**Instructions to follow**
Count the lines in the entries below that contain the string "table", where case counts, and reply with that number alone.

**Records shown**
# # # # # # #

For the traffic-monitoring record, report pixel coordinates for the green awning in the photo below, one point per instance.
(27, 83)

# # # # # # #

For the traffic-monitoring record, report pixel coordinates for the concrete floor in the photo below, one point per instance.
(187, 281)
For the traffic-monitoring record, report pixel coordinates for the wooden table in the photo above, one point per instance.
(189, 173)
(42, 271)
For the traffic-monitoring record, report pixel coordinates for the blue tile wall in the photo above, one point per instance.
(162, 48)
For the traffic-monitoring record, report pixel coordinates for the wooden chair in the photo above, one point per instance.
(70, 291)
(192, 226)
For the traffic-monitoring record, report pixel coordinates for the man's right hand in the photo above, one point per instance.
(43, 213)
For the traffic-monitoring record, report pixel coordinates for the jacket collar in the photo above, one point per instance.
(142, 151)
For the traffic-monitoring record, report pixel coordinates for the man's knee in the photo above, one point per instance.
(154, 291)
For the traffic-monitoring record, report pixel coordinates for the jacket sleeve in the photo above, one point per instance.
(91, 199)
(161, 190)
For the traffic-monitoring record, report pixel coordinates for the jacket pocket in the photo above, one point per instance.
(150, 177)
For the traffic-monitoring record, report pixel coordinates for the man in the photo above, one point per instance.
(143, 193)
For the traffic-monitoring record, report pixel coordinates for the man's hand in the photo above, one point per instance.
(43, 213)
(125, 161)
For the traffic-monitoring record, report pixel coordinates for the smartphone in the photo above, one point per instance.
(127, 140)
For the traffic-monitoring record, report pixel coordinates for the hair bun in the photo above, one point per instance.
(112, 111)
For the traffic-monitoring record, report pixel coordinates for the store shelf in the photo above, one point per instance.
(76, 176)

# # # # # # #

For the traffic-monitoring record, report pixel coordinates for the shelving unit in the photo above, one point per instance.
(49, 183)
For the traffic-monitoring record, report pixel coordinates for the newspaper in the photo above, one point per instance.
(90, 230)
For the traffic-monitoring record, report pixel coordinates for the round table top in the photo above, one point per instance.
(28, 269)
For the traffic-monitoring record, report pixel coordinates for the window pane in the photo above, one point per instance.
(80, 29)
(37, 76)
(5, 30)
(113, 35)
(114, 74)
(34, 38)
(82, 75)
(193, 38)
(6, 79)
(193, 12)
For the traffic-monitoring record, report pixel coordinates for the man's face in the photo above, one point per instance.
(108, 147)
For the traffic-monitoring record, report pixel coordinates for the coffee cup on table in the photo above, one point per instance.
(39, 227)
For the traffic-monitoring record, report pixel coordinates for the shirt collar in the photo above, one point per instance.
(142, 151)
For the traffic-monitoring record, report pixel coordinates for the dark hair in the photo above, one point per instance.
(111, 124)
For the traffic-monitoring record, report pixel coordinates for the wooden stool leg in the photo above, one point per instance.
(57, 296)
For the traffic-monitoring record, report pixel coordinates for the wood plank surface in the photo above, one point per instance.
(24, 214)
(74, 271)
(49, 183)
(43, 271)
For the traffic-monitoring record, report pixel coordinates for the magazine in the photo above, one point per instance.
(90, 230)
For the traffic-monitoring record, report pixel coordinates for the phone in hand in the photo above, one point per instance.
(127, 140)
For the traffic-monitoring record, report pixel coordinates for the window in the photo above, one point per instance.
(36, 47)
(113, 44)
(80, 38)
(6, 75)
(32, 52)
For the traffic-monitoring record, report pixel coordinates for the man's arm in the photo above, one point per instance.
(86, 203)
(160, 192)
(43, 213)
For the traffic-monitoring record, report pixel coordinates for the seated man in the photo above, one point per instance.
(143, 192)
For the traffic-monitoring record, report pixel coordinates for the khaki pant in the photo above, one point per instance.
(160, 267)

# # # # # # #

**Exercise answer**
3